◆ Extrait source ◆
GLC : Surtout à l'extérieur, au début. Quand on revenait à Rimouski, on était en break. Plus tard, quand on s'est établi à Rimouski pour y jouer à toutes les fins de semaines, la scène avait changé: y'avait maintenant un groupe qui jouait à chaque coin de rue!

SD : De quoi était composé le répertoire des Fanatiques en spectacle?

GLC : Surtout des reprises; on pouvait passer des Beatles à Gilbert Bécaud... On a pas interprété notre 45 tours longtemps sur scène. On jouait aussi les Beach Boys, les Stones, Les Yardbirds et même du Aznaour. On se produisait le plus souvent en programme-double et on misait essentiellement sur la musique de danse. En spectacle au Quai Narcisse à Rivière-du-Loup, on avait ouvert pour les Bel Canto (qu'on connaissait déjà de nos séjours montréalais) et c'est grâce à eux qu'on a pu enregistrer notre 45 tours. Ils ont convaincu le patron du bar de payer pour l'enregistrement une fois notre contrat terminé. On s'est rendu aux studios StereoSound (sur Côte-des-Neiges à Montréal) à l'automne 65. Sur cet enregistrement, on peut entendre notre premier batteur, Jacques Deschamplain, qui serait bientôt remplacé par Denis, Raynald puis plus tard dans les années 70, Claude Côté.

Au printemps 66, nous étions de retour à Montréal pour jouer au Café St-Jacques et à la Casa Loma. Les performances se suivaient, il y avait des danseuses à gogo -parfois en cage!- la musique était en continue, ça s'arrêtait pas. Nous, on restait un mois ou plus, mais les vedettes s'y succédaient à chaque semaine. Lors de nos passages, nous partagions la scène avec The Preachers, un autre groupe signé sur Plaza. On tournait beaucoup; en peu de temps, on a pu se produire dans toute la province.

SD : Quels groupes québécois affectionniez-vous particulièrement.

GLC : J'étais déjà un fan des Ventures, alors j'adorais Les Mégatones. Il y avait aussi Les Mercedes qu'on aimait beaucoup. Lorsque Johnny Farago a quitté le groupe, on les voyait souvent à Rimouski. On avait fait un spectacle au Quai Narcisse avec Les Blue Sisters; elles étaient bonnes... mais de vraies sainte-nitouche!


De gauche à droite: Claude Côté; Richard Côté; Pierre Villeneuve (du groupe Les Bohèmes) chantant pour les Fanatiques ainsi qu'une fan de la première heure, ma mère (collection personnelle; 1968).

SD : Lorsque vous reveniez dans le Bas St-Laurent, quelles salles vous accueillaient?

◆ Vos consignes ◆
Extrayez tel quel de l'entretien le passage qui va de « De gauche à » à « salles vous accueillaient? ». La liste ci-dessous est un document distinct, indépendant de l'entretien.

◆ Données fournies ◆

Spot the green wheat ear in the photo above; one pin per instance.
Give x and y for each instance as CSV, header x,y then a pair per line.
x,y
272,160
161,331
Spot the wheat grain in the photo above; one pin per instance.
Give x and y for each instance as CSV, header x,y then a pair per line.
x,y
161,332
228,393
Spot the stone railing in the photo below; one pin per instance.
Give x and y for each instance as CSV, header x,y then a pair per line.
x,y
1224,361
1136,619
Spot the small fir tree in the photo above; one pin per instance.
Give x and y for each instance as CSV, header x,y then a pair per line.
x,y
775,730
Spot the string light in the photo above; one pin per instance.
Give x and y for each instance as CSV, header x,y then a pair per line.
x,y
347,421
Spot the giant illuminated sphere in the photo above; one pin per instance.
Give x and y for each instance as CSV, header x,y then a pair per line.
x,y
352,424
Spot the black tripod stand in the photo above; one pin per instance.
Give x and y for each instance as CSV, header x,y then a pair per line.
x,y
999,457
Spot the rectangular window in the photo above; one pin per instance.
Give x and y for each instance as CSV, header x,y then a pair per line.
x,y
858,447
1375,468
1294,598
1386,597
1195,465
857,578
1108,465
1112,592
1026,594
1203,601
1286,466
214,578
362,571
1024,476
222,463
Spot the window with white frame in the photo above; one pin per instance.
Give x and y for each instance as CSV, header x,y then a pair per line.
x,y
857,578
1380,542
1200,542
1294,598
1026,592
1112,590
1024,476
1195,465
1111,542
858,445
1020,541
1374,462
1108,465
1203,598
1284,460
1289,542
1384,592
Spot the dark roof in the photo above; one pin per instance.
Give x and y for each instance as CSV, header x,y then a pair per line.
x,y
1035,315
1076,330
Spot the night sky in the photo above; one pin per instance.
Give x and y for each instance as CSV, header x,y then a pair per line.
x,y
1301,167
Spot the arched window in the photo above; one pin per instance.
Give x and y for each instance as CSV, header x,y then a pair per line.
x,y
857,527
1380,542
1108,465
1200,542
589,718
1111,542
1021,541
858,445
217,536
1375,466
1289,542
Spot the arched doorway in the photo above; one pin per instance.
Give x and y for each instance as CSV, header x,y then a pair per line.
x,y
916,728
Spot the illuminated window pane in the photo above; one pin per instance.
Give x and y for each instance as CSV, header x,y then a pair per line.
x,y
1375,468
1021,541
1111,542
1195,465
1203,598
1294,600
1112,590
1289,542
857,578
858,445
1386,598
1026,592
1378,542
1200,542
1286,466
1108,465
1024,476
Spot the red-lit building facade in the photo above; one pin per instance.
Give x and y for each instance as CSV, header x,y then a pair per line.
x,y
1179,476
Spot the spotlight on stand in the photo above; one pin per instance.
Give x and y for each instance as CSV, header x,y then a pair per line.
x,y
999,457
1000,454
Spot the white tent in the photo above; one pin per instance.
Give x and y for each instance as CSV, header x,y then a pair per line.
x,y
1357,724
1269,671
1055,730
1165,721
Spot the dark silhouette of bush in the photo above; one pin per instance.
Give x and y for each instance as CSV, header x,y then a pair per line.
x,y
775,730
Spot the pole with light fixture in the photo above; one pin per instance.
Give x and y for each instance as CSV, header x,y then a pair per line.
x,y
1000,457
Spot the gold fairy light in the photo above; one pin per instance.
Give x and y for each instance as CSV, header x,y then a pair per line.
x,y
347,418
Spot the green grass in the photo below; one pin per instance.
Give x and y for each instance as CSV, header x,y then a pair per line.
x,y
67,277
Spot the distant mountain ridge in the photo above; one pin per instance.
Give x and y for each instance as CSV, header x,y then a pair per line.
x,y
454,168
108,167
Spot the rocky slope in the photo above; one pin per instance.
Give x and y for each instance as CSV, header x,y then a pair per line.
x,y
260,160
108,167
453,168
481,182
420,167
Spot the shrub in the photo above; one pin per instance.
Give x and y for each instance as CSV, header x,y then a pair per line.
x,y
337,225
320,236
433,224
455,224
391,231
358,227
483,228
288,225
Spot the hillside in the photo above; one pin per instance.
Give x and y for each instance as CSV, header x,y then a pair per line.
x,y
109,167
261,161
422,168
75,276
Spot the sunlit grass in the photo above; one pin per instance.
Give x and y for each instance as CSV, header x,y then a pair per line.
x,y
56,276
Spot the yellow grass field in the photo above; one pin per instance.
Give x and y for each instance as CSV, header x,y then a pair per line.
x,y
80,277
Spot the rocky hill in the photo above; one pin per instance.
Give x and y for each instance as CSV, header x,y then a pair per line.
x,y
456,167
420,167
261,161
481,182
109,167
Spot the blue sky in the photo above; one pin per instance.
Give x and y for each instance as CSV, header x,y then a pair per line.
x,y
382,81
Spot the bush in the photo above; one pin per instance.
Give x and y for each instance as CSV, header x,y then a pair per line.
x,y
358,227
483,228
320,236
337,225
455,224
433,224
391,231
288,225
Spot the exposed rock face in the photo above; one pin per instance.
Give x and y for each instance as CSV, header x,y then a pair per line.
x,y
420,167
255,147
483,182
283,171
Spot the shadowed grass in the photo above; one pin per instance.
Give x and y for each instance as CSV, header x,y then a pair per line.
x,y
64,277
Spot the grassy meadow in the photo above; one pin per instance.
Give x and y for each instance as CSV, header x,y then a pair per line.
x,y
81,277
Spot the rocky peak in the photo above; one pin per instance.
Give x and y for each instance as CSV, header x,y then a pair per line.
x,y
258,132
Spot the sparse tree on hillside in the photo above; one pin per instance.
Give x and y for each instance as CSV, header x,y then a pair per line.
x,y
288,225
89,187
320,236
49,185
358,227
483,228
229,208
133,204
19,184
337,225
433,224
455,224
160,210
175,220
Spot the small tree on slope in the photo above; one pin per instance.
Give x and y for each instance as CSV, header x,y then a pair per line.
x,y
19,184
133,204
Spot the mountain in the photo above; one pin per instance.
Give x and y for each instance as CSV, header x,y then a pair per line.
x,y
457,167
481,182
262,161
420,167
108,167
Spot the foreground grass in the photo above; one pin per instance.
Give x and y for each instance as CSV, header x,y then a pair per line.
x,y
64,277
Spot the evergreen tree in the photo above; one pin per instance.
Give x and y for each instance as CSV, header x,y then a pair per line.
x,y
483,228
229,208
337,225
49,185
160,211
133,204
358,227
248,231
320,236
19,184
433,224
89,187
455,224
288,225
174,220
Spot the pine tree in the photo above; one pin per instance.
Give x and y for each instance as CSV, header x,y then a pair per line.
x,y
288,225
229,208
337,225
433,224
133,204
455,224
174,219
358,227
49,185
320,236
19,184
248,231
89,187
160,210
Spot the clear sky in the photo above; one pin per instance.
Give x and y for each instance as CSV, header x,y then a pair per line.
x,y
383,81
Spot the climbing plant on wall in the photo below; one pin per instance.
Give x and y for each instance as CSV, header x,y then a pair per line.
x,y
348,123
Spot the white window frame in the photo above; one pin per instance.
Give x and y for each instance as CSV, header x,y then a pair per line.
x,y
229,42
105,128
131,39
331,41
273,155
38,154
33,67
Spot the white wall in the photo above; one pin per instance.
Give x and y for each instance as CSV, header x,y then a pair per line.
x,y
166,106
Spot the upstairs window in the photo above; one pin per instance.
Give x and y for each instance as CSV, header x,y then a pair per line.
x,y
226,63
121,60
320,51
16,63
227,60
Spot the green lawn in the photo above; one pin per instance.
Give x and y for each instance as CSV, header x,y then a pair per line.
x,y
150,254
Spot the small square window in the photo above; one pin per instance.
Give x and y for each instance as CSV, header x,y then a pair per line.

◆ Votre réponse ◆
De gauche à droite: Claude Côté; Richard Côté; Pierre Villeneuve (du groupe Les Bohèmes) chantant pour les Fanatiques ainsi qu'une fan de la première heure, ma mère (collection personnelle; 1968).

SD : Lorsque vous reveniez dans le Bas St-Laurent, quelles salles vous accueillaient?